◆ **INSTRUCTIONS FOR THE TASK**
Reproduce every line of the rows below, beginning at the line that contains "rider in dark" and continuing through the last row. Shift each x and y coordinate in the answers up by 81, and leave all other text unchanged.

##### RECORDS TO PROCESS #####

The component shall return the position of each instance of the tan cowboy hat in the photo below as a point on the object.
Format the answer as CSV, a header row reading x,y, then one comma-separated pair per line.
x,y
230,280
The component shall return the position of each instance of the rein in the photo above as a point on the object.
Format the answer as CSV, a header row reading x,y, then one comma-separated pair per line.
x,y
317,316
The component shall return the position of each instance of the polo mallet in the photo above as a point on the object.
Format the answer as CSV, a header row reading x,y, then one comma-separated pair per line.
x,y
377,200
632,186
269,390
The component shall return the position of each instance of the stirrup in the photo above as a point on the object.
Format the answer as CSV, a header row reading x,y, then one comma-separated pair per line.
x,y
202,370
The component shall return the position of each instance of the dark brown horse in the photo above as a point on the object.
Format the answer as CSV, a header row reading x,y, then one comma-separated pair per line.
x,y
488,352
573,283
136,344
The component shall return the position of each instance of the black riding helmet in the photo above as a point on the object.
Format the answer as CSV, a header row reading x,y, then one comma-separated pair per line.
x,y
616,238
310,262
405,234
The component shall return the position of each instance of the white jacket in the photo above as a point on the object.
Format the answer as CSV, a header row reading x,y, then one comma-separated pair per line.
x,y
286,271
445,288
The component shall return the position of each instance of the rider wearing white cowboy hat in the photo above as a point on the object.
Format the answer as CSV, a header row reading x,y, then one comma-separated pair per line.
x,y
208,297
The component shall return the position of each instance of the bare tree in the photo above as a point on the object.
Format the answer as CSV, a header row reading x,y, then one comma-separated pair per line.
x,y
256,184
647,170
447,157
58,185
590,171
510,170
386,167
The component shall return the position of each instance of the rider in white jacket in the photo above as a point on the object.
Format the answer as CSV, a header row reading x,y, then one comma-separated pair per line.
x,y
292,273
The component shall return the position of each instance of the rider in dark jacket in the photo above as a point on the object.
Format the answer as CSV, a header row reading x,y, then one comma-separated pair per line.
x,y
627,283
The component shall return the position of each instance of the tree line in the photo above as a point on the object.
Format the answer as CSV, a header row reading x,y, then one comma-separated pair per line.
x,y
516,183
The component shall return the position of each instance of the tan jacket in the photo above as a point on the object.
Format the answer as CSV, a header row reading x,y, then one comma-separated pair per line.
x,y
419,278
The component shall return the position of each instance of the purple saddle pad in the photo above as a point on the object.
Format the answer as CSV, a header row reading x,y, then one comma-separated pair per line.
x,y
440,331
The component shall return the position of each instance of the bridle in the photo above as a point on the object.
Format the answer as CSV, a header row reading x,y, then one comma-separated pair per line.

#####

◆ **PROBLEM SOLUTION**
The component shall return the position of each instance of the rider in dark jacket in the photo above as a point on the object.
Format the answer as CSV, a header row reading x,y, then one comma-separated pair per line.
x,y
708,364
The component shall return the position of each instance of the tree line in the photo above as a point on the object.
Format the answer as CSV, a header row reading x,y, then one comma-separated pair per line.
x,y
597,264
The component shall return the position of each instance of the tan jacket in the photo above as a point on the object.
Format the answer as CSV, a header row reading x,y, then one comma-separated pair per line.
x,y
500,359
The component shall return the position of each instance of the purple saddle pad in the photo above as a point on the object.
Format the answer as CSV, a header row reading x,y, then one comma-separated pair per line.
x,y
521,412
The component shall return the position of each instance of the bridle in the photo above as a point on the object.
Format the answer as CSV, a header row reading x,y, then one comma-separated pair per line.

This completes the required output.